Extract:

---

Similarly, 1984’s C.H.U.D., released mere months after The Toxic Avenger, imagined that New York’s sewers were populated by waste-mutated, flesh-eating humans (the film’s title stands for Cannibalistic Humanoid Underground Dwellers.) Mutant, also released in 1984, likewise sees the dumping of toxic waste beget monsters, as a chemical company’s output turns the residents of a small town into green-skinned, oozing zombies.

Small town zombie mayhem in 1984’s Mutant.

In a similar bad-taste vein to these movies, Street Trash (1987) bottled toxic waste and labelled it ‘Tenafly Viper’ – a cheap liquor that gets passed around a homeless community in New York. A film that appeared to be precision-engineered to offend as many people as possible, Street Trash’s most indelible scene was that of a melting man somehow flushing himself down the toilet.

Not every toxic waste movie of the 1980s was hell-bent on grossing out its audience, however. Directed by Graham Baker on a moderate budget, 1984’s Impulse was far more eerie and low-key. An earth tremor sees a once sealed stash of hazardous material burst open and infect a small town’s milk supply, and gradually, the populace begins to display increasingly irrational behaviour, and eventually outright aggression. Baker’s restraint and sparing use of gore make Impulse something of an outlier, but with a superb cast – including Meg Tilly and Bill Paxton – it’s perhaps one of the most underrated examples of its subgenre.

By the end of the 1980s, toxic waste had hit the mainstream. Tim Burton’s Batman (1989) saw Jack Nicholson fall into a vat of hazardous waste and emerge as The Joker. By then, Teenage Mutant Ninja Turtles, first created by Kevin Eastman and Peter Laird in 1984, had morphed from indie comic to pop-cultural phenomenon, with a hit animated series eventually giving rise to a 1990 film franchise, toys, and more besides. Like The Toxic Avenger (curiously, also released in May 1984), the franchise fuses superhero action and comedy, with its quartet of turtles turned into humanoid ninja warriors after a chance encounter with radioactive ooze.

Toxic waste hits the multiplex in Batman (1989). Credit: Warner Bros.

As well as a handy plot device, toxic waste was also a by-product of the cynicism and distrust that first reared its head in the 1970s. Just as Watergate bred a generation of paranoid, conspiracy-laced movies, including The Parallax View, The Conversation and Three Days Of The Condor, toxic waste films gave voice to growing concerns about the environment and the side-effects of scientific progress. One year after the toxic chemical scandal in Niagara Falls, the Three Mile Island incident of 1979 saw millions of Americans exposed to nuclear radiation.

---

What to do: Continue the passage on 1980s toxic waste movies, starting right after its last sentence.

Available data:
---

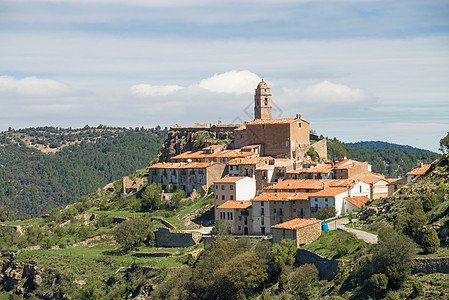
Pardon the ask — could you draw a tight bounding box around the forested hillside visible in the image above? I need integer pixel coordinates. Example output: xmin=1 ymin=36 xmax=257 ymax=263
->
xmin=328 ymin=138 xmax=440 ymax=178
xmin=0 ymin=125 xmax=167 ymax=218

---

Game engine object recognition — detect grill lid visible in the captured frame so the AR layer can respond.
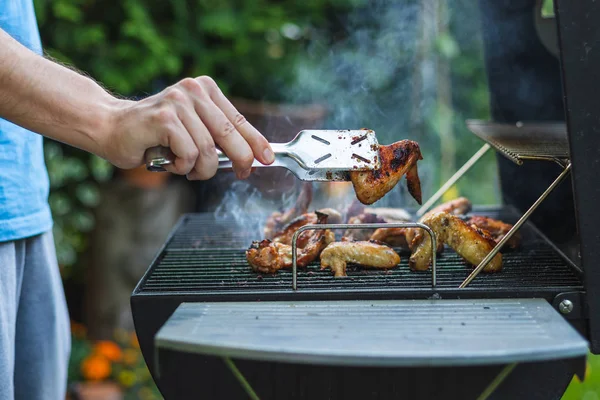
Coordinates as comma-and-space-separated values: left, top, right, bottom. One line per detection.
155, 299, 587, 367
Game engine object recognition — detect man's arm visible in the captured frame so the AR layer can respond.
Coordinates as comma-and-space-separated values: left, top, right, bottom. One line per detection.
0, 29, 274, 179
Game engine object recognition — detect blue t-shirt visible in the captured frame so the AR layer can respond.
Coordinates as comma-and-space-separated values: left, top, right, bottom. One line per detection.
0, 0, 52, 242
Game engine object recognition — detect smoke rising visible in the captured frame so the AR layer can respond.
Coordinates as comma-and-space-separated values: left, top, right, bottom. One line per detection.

---

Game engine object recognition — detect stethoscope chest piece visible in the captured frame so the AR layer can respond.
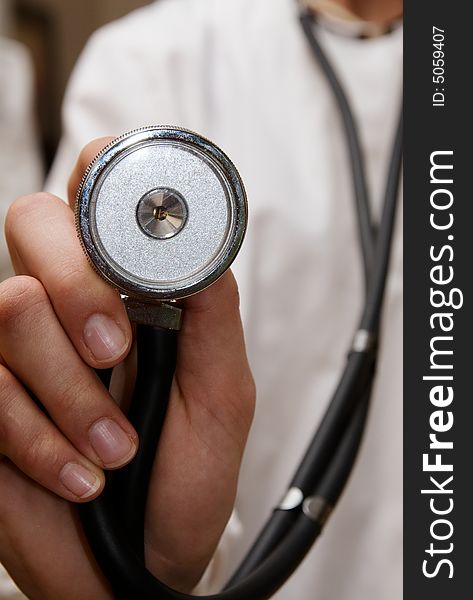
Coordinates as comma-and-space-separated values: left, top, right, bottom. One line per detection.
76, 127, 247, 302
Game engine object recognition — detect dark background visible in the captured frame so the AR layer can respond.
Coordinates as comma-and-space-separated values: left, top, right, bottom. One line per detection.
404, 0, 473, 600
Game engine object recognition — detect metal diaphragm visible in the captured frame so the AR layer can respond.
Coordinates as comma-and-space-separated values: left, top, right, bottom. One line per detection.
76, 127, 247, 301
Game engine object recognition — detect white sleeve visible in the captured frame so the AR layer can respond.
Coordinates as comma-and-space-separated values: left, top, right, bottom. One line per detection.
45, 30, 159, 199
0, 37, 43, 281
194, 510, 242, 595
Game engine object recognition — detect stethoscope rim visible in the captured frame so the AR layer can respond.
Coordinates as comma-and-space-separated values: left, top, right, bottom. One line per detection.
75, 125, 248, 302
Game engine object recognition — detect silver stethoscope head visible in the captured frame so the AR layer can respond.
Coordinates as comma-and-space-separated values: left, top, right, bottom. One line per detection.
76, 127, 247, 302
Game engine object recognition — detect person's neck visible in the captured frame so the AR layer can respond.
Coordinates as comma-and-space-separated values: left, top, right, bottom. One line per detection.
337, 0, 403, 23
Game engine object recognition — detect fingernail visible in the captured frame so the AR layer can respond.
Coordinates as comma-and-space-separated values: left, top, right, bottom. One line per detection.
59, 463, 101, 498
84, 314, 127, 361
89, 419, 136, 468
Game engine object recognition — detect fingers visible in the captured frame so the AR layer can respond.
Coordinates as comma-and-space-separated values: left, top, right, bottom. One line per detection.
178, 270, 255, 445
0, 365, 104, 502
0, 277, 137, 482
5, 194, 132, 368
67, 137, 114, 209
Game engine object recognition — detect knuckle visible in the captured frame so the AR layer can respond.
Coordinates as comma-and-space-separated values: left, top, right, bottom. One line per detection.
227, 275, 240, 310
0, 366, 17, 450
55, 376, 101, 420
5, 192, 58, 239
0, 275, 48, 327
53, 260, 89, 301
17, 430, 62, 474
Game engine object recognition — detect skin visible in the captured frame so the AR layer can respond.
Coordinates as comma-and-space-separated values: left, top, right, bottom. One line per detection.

---

Task response:
With all of that going on in the headlines, perhaps it’s unsurprising that so many films in the 1980s would be about human bodies devastated by chemicals of various kinds. It’s fitting, too, that a lot of these films ended with the threat still at large. Alligator concluded with a baby reptile emerging from a drain, therefore paving the way for a sequel. The monsters can be defeated, but the contamination that created them remains.

Films about contamination and deadly materials continued into the 1990s and the new millennium, from Toxic Avengers and Ninja Turtles sequels to such films as The Bay – Barry Levinson’s 2012 found footage film about flesh-eating mutant lice. This year even saw The Toxic Avenger get a reboot, directed by Macon Blair and starring Peter Dinklage as the new take on the mutant hero.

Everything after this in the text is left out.